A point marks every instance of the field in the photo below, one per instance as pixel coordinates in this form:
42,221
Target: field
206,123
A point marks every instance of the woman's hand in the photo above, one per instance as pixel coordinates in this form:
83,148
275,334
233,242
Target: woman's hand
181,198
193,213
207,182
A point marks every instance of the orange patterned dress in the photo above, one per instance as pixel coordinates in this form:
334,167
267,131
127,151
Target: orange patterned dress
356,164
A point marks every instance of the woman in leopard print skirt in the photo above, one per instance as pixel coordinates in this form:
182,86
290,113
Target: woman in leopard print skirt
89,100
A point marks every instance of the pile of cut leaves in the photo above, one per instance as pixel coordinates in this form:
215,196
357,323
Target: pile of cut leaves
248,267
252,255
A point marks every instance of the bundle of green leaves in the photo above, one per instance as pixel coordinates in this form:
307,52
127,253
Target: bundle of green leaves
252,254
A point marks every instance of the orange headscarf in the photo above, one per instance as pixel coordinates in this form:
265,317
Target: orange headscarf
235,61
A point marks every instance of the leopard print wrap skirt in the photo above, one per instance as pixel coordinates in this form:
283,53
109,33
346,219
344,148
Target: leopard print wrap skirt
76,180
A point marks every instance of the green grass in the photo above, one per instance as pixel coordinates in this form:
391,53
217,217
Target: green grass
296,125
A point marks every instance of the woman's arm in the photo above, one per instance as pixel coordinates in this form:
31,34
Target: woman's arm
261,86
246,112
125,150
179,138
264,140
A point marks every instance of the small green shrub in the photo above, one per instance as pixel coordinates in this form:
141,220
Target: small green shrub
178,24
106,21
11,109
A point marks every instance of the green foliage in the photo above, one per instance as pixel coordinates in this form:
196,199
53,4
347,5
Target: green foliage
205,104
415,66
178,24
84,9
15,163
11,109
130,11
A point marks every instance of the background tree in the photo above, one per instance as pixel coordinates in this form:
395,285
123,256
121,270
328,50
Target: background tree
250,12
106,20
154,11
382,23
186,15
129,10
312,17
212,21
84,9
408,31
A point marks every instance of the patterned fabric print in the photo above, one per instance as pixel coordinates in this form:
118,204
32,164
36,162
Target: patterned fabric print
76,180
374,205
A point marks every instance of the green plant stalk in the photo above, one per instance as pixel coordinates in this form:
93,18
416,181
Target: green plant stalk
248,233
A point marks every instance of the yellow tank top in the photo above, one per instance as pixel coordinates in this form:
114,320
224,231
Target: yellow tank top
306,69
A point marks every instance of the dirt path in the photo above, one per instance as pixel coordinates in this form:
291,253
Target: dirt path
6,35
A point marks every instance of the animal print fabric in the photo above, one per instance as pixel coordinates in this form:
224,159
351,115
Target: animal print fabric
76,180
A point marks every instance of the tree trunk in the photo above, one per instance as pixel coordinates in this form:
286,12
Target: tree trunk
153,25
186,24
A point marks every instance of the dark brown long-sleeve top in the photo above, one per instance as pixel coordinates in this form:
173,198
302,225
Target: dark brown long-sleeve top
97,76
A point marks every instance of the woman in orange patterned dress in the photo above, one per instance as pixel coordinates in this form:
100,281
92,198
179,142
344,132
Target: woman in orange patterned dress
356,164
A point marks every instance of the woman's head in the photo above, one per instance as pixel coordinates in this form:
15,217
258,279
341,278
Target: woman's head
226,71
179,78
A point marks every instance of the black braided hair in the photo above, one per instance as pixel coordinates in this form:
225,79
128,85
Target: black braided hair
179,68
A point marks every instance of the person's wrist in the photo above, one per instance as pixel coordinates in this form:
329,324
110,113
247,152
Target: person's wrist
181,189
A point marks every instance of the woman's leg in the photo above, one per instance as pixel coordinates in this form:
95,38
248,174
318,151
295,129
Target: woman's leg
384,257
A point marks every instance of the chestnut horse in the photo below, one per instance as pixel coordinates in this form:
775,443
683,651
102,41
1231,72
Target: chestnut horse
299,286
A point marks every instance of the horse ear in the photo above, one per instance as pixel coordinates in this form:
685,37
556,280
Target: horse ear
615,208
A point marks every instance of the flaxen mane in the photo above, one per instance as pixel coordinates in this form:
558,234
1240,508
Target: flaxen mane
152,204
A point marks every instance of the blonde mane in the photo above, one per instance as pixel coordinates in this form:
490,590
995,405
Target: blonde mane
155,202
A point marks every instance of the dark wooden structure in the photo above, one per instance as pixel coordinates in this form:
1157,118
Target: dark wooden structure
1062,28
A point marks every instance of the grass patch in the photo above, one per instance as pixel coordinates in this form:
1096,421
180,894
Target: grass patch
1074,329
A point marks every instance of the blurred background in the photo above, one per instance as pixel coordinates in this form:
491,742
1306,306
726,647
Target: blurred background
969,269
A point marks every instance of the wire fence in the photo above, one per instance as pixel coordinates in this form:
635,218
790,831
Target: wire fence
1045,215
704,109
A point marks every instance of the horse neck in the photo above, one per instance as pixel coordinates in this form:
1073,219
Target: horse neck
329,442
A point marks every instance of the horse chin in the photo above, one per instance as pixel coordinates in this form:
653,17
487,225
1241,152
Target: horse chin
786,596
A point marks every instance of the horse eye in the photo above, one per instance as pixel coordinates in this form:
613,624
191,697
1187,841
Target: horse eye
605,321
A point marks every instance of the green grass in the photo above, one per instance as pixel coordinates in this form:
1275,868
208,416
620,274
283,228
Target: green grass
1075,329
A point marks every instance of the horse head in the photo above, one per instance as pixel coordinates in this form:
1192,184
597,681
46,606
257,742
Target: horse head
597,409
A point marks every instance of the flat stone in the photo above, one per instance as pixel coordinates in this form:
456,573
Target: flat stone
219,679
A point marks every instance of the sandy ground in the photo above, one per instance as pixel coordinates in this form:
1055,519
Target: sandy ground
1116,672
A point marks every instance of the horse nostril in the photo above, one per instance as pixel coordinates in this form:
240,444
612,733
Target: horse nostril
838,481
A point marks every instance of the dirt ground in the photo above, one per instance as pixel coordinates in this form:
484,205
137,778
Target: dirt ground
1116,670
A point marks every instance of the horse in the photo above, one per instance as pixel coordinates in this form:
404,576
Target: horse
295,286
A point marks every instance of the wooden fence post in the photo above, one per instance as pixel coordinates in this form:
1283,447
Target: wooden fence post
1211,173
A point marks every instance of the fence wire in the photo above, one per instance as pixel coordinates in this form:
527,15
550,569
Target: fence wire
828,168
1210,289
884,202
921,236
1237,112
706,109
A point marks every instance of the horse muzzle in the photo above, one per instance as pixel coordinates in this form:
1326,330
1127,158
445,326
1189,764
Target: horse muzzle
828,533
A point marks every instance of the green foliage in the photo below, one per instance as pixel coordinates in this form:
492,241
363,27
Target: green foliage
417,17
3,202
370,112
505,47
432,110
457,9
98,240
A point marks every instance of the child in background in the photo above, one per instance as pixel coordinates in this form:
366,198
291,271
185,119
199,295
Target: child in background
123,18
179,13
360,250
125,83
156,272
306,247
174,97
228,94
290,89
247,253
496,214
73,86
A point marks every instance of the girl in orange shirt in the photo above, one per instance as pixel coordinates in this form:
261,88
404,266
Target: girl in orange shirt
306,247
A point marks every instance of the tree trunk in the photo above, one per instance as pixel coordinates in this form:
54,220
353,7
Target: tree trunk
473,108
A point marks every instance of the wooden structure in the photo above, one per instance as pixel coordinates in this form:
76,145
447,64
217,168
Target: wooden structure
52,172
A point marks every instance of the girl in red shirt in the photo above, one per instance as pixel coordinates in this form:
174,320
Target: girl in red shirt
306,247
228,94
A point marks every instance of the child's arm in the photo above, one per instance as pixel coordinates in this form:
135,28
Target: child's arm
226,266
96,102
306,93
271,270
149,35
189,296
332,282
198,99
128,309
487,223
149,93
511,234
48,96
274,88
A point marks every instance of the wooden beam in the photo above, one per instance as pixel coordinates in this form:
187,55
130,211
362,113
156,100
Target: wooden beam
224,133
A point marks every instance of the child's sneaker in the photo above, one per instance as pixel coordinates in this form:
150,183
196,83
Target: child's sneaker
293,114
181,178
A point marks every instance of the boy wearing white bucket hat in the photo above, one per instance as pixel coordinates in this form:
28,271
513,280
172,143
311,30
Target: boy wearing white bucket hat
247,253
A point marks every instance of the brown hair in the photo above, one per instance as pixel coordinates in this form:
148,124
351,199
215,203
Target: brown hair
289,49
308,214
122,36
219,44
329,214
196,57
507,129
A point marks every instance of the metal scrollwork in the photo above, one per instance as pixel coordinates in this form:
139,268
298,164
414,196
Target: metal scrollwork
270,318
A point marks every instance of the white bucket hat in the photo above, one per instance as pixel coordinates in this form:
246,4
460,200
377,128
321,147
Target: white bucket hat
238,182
•••
Prompt: Extract, unchanged, the closing run of lines that opens with the line containing "A point marks every instance of the boy" and ends with the last line.

Output below:
A point marks every instance of the boy wearing white bucket hat in the photo above, one per instance as pixel coordinates in this form:
28,271
513,280
172,143
311,30
Target: boy wearing white bucket hat
247,253
A point marks every instance of the brown hair in the photo above, one per instance as pixel coordinates in this form:
148,124
351,199
215,203
Target: brown hair
289,49
308,214
122,36
219,44
329,214
196,57
507,129
A point marks every instance of the metal scrollwork in the photo above, one per instance as pixel coordinates in this form:
139,268
298,164
414,196
Target: metal scrollwork
270,318
A point marks every instance of the white bucket hat in the photo above, one per instance as pixel coordinates in this form:
246,4
460,200
377,128
321,147
Target: white bucket hat
238,182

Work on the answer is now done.